**** RECORDS FOR THE EXERCISE

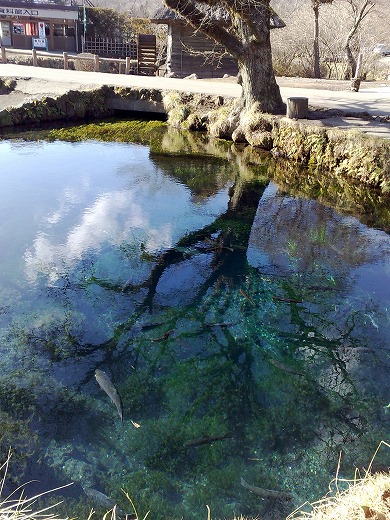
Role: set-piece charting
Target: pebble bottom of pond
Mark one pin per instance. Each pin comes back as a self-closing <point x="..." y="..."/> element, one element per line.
<point x="242" y="333"/>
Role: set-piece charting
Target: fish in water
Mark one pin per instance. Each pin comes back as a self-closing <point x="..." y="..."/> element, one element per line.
<point x="268" y="493"/>
<point x="106" y="385"/>
<point x="164" y="336"/>
<point x="286" y="300"/>
<point x="101" y="500"/>
<point x="245" y="295"/>
<point x="207" y="440"/>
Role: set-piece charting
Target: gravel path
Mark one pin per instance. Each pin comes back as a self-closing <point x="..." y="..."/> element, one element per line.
<point x="373" y="97"/>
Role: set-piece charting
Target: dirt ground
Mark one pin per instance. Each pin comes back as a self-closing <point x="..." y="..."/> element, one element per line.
<point x="311" y="83"/>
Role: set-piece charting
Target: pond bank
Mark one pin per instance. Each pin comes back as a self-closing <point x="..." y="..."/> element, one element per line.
<point x="330" y="140"/>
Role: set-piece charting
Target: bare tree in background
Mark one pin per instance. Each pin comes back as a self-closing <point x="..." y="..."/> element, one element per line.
<point x="316" y="43"/>
<point x="360" y="10"/>
<point x="246" y="36"/>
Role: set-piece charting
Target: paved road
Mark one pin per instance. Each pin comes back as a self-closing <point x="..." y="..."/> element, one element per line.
<point x="373" y="100"/>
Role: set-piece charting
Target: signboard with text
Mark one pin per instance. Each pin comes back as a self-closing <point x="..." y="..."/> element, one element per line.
<point x="64" y="14"/>
<point x="39" y="43"/>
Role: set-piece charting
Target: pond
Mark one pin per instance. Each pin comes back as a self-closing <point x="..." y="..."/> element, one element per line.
<point x="245" y="328"/>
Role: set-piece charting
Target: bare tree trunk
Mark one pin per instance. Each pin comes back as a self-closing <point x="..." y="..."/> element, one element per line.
<point x="351" y="59"/>
<point x="359" y="16"/>
<point x="246" y="37"/>
<point x="316" y="43"/>
<point x="258" y="80"/>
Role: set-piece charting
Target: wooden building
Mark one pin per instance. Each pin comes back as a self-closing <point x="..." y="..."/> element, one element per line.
<point x="192" y="52"/>
<point x="24" y="25"/>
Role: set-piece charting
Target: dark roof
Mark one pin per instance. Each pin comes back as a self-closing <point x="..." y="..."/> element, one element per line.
<point x="33" y="5"/>
<point x="166" y="15"/>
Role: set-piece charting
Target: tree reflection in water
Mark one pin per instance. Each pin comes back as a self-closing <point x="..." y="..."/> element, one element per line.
<point x="255" y="347"/>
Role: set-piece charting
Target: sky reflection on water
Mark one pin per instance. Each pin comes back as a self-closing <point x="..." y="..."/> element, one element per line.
<point x="231" y="309"/>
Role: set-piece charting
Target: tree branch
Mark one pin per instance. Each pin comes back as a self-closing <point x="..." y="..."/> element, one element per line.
<point x="200" y="20"/>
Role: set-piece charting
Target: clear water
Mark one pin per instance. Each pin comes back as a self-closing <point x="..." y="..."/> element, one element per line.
<point x="227" y="311"/>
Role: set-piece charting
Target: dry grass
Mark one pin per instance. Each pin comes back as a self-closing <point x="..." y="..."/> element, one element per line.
<point x="363" y="498"/>
<point x="17" y="507"/>
<point x="366" y="497"/>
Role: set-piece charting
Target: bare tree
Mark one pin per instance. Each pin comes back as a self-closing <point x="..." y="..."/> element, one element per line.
<point x="316" y="43"/>
<point x="360" y="10"/>
<point x="245" y="34"/>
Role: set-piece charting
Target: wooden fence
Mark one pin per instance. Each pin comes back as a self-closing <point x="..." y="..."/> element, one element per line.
<point x="111" y="47"/>
<point x="140" y="59"/>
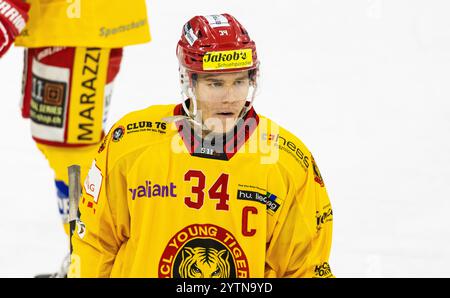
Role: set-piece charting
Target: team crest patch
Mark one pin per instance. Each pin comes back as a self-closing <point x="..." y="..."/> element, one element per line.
<point x="118" y="133"/>
<point x="203" y="251"/>
<point x="317" y="175"/>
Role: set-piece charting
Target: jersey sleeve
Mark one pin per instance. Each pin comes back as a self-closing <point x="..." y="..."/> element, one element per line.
<point x="103" y="224"/>
<point x="301" y="242"/>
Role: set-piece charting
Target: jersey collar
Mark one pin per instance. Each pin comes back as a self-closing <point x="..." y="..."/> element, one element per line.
<point x="229" y="144"/>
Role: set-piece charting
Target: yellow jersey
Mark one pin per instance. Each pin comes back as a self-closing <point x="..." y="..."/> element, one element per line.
<point x="85" y="23"/>
<point x="159" y="201"/>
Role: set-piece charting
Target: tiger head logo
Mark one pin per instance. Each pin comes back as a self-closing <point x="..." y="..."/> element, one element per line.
<point x="204" y="262"/>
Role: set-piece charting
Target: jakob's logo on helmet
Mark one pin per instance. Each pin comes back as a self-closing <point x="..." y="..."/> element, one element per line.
<point x="203" y="251"/>
<point x="227" y="59"/>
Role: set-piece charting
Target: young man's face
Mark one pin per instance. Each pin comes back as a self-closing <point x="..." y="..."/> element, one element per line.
<point x="220" y="98"/>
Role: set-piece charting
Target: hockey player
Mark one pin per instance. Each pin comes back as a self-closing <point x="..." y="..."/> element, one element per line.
<point x="73" y="51"/>
<point x="13" y="17"/>
<point x="208" y="187"/>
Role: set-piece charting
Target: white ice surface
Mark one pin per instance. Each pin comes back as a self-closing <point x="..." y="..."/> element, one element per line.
<point x="364" y="84"/>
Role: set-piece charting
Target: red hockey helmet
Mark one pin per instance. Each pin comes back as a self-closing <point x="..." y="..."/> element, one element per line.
<point x="216" y="43"/>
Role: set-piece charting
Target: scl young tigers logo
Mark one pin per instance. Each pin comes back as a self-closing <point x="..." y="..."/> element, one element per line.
<point x="205" y="262"/>
<point x="203" y="251"/>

********

An exact copy of the entries, minus the pictures, is what to return.

Role: set-piece charting
Target: pebble bottom of pond
Mark one pin per instance. Each pin comes back as a self-closing <point x="..." y="..."/> element, one element per line.
<point x="242" y="333"/>
Role: set-piece charting
Target: fish in water
Mark one pin per instance. Each pin comes back as a self-closing <point x="..." y="..."/> element, one element per line.
<point x="268" y="493"/>
<point x="106" y="385"/>
<point x="164" y="336"/>
<point x="286" y="300"/>
<point x="101" y="500"/>
<point x="245" y="295"/>
<point x="207" y="440"/>
Role: set-piece charting
Target: gravel path
Mark one pin per instance. Each pin comes back as a self-closing <point x="..." y="..."/> element, one element per line.
<point x="373" y="97"/>
Role: set-piece charting
Target: dirt ground
Mark one pin per instance. Each pin comes back as a self-closing <point x="..." y="..."/> element, one element per line.
<point x="311" y="83"/>
Role: set-piece charting
Target: pond bank
Mark one pin per instance. Each pin comes back as a self-closing <point x="..." y="..."/> element, one element per line.
<point x="330" y="140"/>
Role: set-piece charting
Target: bare tree in background
Mark one pin per instance. Each pin comes back as a self-closing <point x="..." y="..."/> element, one element per line.
<point x="316" y="43"/>
<point x="360" y="10"/>
<point x="246" y="36"/>
Role: set-piece charting
Target: paved road
Mark one pin per instance. Each pin comes back as a self-closing <point x="..." y="..."/> element, one element per line.
<point x="373" y="100"/>
Role: set-piece charting
Target: signboard with text
Mark one pin per instance. Each pin comes back as a self-closing <point x="..." y="..."/> element, one element per line.
<point x="64" y="14"/>
<point x="39" y="43"/>
Role: set-piece charting
Target: pond
Mark one pin per instance. Each pin comes back as a self-closing <point x="..." y="..."/> element, one element per line.
<point x="245" y="328"/>
Role: set-piece charting
Target: bare tree trunk
Mark one pin per instance. Each pin comes back as a self-closing <point x="..." y="..."/> element, one element per line.
<point x="351" y="59"/>
<point x="359" y="16"/>
<point x="246" y="37"/>
<point x="316" y="43"/>
<point x="258" y="80"/>
Role: set-piece charting
Target: wooden building
Mark one pin per instance. Each pin comes back as a self-closing <point x="..." y="..."/> element, one element per line.
<point x="192" y="52"/>
<point x="24" y="25"/>
Role: set-piece charting
Target: dark roof
Mark one pin per instance. Each pin comes back as a self-closing <point x="..." y="..."/> element, one element per line.
<point x="33" y="5"/>
<point x="166" y="15"/>
Role: set-piece charting
Target: tree reflection in water
Mark one pin per instance. Each pin comes back as a self-closing <point x="..." y="..."/> element, one element per line.
<point x="255" y="347"/>
Role: set-piece charting
Target: sky reflection on water
Mark one pin per instance. Each pin comes back as a self-closing <point x="..." y="..."/> element, one element per line.
<point x="231" y="309"/>
Role: set-piece charting
Target: tree branch
Mark one pin per instance. Each pin comes back as a self-closing <point x="..." y="..."/> element, one element per line.
<point x="200" y="20"/>
Role: set-piece charting
Target: clear water
Mark one pin per instance. Each pin comes back as a self-closing <point x="..." y="..."/> element, one element per line.
<point x="227" y="311"/>
Role: set-piece charting
Target: dry grass
Mark one pin per instance. Each pin comes back as a self-closing <point x="..." y="..."/> element, one element per line.
<point x="363" y="498"/>
<point x="17" y="507"/>
<point x="366" y="497"/>
Role: set-piece charting
Target: bare tree
Mark one pin per instance. Each pin comes back as a self-closing <point x="..." y="..."/> element, one element per line.
<point x="316" y="43"/>
<point x="360" y="10"/>
<point x="245" y="34"/>
Role: set-piece charting
Target: wooden fence
Mark one pin per instance. Each pin comes back as a self-closing <point x="..." y="..."/> element, one element per line.
<point x="111" y="47"/>
<point x="140" y="59"/>
Role: set-piece charting
Target: team crest patch
Mark one pin per instance. Each pin comes back as a self-closing <point x="..." y="..."/> element, one element per line.
<point x="118" y="133"/>
<point x="203" y="251"/>
<point x="317" y="175"/>
Role: set-piece charting
Target: jersey sleeve
Mark one pin per instance. Each pin comes back as a self-closing <point x="..." y="..."/> element, one element per line.
<point x="103" y="224"/>
<point x="301" y="242"/>
Role: set-piece charting
Target: jersey collar
Mark one pin per instance. Each pin comes back as a self-closing <point x="..." y="..."/> element, one element per line.
<point x="229" y="144"/>
Role: set-piece charting
Target: yellow jersey
Mark one pin per instance. Each pin comes back as a self-closing <point x="..." y="..."/> element, one element per line.
<point x="85" y="23"/>
<point x="159" y="201"/>
Role: set-piece charting
Target: tiger head logo
Mark one pin per instance. Each pin comes back as a self-closing <point x="..." y="..."/> element, one element per line.
<point x="204" y="262"/>
Role: set-piece charting
Target: jakob's logo on helmet
Mark one pin per instance. Each pin comes back as a self-closing <point x="..." y="..."/> element, one element per line.
<point x="203" y="251"/>
<point x="227" y="59"/>
Role: set-piece charting
Target: young man's face
Mark one pin per instance. Each pin comes back as a self-closing <point x="..." y="..."/> element, one element per line.
<point x="220" y="98"/>
Role: set-piece charting
Target: hockey player
Mark one pin per instance. Each pin comes back as a self-closing <point x="..." y="..."/> element, one element per line.
<point x="73" y="51"/>
<point x="13" y="17"/>
<point x="208" y="187"/>
Role: set-piece charting
Target: white ice surface
Mark one pin per instance. Each pin comes back as a self-closing <point x="..." y="..."/> element, one element per line.
<point x="364" y="84"/>
Role: set-piece charting
Target: red hockey helmet
Mark one pin per instance. Each pin comes back as a self-closing <point x="..." y="..."/> element, one element per line.
<point x="216" y="43"/>
Role: set-piece charting
Target: scl young tigers logo
Mark one pin per instance. Each pin comes back as a self-closing <point x="..." y="..."/> element, one element per line.
<point x="205" y="262"/>
<point x="203" y="251"/>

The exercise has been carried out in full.